▸ **Provided records**:
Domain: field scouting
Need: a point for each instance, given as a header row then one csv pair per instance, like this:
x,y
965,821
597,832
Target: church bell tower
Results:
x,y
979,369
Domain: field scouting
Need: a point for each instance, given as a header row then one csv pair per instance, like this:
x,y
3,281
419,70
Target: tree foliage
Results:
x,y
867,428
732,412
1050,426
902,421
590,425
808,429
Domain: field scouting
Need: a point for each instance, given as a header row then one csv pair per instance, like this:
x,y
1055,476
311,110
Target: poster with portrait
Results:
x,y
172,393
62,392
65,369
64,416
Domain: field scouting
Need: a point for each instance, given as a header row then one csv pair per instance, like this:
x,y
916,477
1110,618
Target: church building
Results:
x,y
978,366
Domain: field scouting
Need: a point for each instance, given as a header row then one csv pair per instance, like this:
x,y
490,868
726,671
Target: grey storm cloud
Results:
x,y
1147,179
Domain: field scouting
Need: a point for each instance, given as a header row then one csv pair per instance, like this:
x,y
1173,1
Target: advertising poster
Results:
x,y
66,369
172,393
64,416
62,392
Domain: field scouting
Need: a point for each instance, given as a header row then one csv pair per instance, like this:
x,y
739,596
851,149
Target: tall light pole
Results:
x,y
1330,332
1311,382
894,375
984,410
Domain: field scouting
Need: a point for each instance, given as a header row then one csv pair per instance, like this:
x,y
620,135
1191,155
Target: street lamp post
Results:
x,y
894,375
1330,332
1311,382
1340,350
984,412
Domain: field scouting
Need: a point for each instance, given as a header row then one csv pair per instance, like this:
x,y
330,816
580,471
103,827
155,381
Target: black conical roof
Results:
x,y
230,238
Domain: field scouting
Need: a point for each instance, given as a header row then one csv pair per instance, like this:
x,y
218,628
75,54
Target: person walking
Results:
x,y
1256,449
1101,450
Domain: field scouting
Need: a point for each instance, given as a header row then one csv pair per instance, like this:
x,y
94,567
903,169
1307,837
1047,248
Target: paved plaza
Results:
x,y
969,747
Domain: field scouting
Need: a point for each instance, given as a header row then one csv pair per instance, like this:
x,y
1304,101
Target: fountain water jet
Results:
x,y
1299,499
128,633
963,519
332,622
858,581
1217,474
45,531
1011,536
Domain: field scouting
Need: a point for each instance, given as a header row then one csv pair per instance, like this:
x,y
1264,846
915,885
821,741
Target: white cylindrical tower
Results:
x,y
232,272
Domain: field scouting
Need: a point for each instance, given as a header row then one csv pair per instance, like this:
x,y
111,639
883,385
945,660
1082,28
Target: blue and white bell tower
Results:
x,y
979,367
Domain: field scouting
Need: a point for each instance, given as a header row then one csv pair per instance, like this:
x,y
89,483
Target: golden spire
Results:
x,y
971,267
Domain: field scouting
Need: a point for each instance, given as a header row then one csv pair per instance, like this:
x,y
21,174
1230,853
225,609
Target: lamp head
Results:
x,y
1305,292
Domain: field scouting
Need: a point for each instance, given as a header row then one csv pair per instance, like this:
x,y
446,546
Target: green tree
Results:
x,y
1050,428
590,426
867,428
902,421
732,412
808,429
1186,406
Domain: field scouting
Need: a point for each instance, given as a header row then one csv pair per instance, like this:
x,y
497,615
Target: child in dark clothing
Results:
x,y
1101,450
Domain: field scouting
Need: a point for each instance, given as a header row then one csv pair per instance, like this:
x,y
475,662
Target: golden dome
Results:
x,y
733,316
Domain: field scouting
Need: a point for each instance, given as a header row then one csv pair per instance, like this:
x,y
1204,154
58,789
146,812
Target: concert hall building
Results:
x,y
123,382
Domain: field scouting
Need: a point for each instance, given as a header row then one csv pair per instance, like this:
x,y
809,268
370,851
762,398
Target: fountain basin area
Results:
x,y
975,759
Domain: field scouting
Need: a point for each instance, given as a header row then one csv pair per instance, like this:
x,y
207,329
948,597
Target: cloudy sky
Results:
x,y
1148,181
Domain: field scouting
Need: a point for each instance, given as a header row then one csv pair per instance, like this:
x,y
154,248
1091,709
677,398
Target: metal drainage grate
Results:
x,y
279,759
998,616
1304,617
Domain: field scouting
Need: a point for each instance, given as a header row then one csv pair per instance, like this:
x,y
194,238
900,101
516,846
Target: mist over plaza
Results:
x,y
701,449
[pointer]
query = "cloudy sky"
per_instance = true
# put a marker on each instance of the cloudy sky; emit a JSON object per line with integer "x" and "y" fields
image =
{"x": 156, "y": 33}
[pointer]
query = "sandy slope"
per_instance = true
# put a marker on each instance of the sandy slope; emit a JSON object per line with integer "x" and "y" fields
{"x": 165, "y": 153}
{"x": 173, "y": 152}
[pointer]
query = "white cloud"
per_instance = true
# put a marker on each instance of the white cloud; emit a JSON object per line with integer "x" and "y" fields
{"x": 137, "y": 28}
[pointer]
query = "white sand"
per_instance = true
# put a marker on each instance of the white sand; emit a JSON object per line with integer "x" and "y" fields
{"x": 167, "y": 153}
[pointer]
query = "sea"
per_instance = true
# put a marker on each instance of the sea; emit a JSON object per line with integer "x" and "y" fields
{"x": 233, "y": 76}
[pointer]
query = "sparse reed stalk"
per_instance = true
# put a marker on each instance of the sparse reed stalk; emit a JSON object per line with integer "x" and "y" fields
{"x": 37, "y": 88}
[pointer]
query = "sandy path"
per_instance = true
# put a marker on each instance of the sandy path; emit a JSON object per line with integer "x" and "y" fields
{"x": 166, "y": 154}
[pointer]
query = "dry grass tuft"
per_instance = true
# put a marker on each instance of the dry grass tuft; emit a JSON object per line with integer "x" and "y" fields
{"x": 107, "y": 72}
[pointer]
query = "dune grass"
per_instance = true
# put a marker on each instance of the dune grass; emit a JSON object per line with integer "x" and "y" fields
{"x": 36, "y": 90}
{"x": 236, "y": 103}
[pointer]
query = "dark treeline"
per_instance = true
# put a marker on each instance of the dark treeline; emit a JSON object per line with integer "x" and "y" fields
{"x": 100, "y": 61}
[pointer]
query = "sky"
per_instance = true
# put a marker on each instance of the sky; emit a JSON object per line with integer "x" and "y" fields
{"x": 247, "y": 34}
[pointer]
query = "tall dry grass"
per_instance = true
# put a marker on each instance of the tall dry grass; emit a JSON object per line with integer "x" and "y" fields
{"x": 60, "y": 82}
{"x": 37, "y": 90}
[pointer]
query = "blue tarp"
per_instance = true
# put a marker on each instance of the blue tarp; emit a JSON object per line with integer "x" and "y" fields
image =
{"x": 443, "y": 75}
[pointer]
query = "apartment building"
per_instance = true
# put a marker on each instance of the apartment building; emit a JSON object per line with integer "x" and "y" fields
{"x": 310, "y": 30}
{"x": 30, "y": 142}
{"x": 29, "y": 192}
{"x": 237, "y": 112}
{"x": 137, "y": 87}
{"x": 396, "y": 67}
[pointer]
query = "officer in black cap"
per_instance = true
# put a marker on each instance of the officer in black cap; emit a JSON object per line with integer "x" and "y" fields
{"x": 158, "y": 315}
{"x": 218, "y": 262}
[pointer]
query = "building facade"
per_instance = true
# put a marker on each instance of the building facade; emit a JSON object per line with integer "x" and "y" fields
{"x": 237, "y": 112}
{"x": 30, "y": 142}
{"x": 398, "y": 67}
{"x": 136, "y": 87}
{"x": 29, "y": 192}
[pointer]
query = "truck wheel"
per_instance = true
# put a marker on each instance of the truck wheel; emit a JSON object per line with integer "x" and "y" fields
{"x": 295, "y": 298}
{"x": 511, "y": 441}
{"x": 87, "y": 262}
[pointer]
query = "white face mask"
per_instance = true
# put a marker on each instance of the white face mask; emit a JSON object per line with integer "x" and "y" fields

▸ **Problem requirements**:
Where a line of the records above holds the word "lamp", copy that line.

▸ **Output**:
Target: street lamp post
Target: lamp head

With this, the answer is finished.